:: JOB ::
Put every line of the material below into a numbered list, skipping blank lines and leaving out the pictures.

:: RECORDED INFORMATION ::
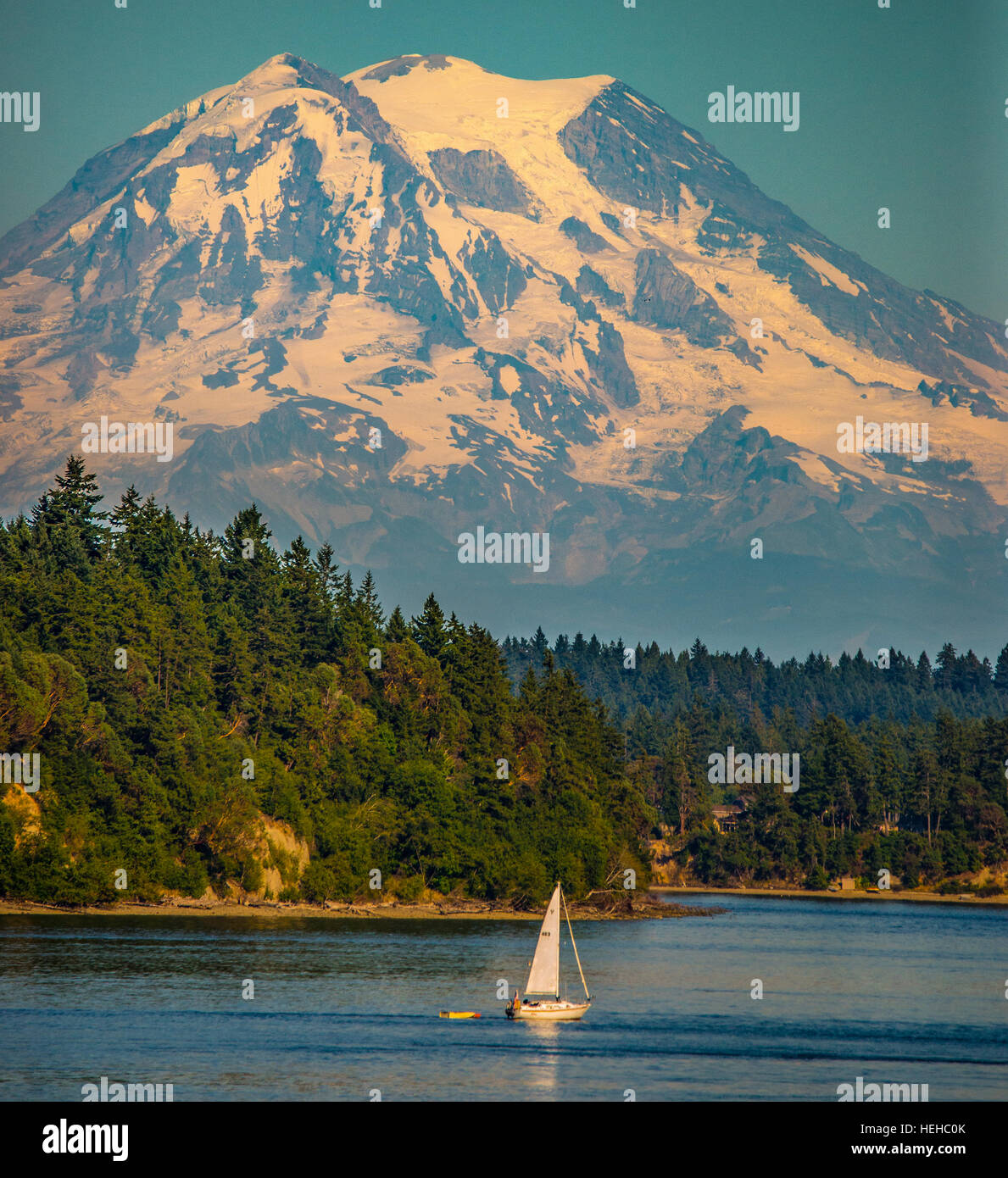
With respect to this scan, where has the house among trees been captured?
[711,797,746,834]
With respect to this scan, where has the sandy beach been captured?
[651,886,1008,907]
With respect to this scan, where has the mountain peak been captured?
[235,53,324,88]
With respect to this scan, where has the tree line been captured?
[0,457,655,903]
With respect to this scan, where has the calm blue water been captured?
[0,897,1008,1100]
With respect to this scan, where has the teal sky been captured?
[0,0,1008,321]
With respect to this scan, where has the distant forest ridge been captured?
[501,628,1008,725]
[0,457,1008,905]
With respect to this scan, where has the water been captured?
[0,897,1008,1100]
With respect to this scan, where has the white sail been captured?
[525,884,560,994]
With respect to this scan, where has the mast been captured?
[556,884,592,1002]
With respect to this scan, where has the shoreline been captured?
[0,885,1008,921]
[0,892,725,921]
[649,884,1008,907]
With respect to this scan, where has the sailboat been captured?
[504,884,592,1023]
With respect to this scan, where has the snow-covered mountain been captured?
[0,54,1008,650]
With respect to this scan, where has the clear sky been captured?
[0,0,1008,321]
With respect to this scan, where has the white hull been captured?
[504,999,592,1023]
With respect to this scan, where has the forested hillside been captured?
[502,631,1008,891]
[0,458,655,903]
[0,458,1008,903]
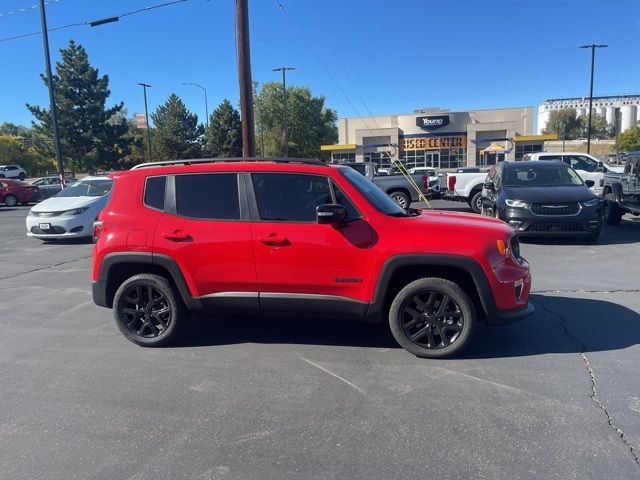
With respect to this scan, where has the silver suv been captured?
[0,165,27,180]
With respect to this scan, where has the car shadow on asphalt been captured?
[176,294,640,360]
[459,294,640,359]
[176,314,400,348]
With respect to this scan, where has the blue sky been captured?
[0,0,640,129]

:: RESPONSE TO THIS EXERCISE ::
1. With respect to this scan, where has the house among trees been captured?
2. [711,797,746,834]
3. With respect to this scan, where has the sandy beach been captured?
4. [651,886,1008,907]
5. With respect to this scan, where has the mountain peak been captured?
6. [235,53,324,88]
7. With respect to this scan, where has the tree line been captured?
8. [0,457,655,903]
9. With respect to this scan, where has the calm blue water been captured?
10. [0,897,1008,1100]
11. With respect to this scan, where has the teal sky been captured?
12. [0,0,1008,321]
13. With respect to this scan, where has the distant forest ridge been captured?
14. [501,628,1008,725]
15. [0,457,1008,905]
16. With respect to this scan, where has the water been captured?
17. [0,897,1008,1100]
18. With respect to this scan, where has the white sail been captured?
19. [525,884,560,994]
20. With respect to this scan, where has the mast been captured?
21. [556,884,592,1002]
22. With respect to this scan, where has the shoreline been captured?
23. [0,885,1008,921]
24. [0,892,725,921]
25. [649,884,1008,907]
26. With respect to this scan, where has the sailboat been captured?
27. [504,884,592,1023]
28. With respect to this scan, where has the snow-covered mountain been captured?
29. [0,54,1008,650]
30. With respect to this scan, where has the clear sky been captured?
31. [0,0,1008,321]
32. With respect to this scan, where has the white hull been captured?
33. [504,999,592,1023]
34. With respect to this scan, where has the forested hillside been captured?
35. [502,631,1008,891]
36. [0,458,655,903]
37. [0,458,1008,903]
38. With respect to this scan, where has the silver suv been captured?
39. [0,165,27,180]
40. With respect to this scan, where has the car shadow on asphalt been captured?
41. [176,294,640,360]
42. [459,294,640,359]
43. [176,314,400,348]
44. With respect to this scan, where has the blue sky been captured?
45. [0,0,640,129]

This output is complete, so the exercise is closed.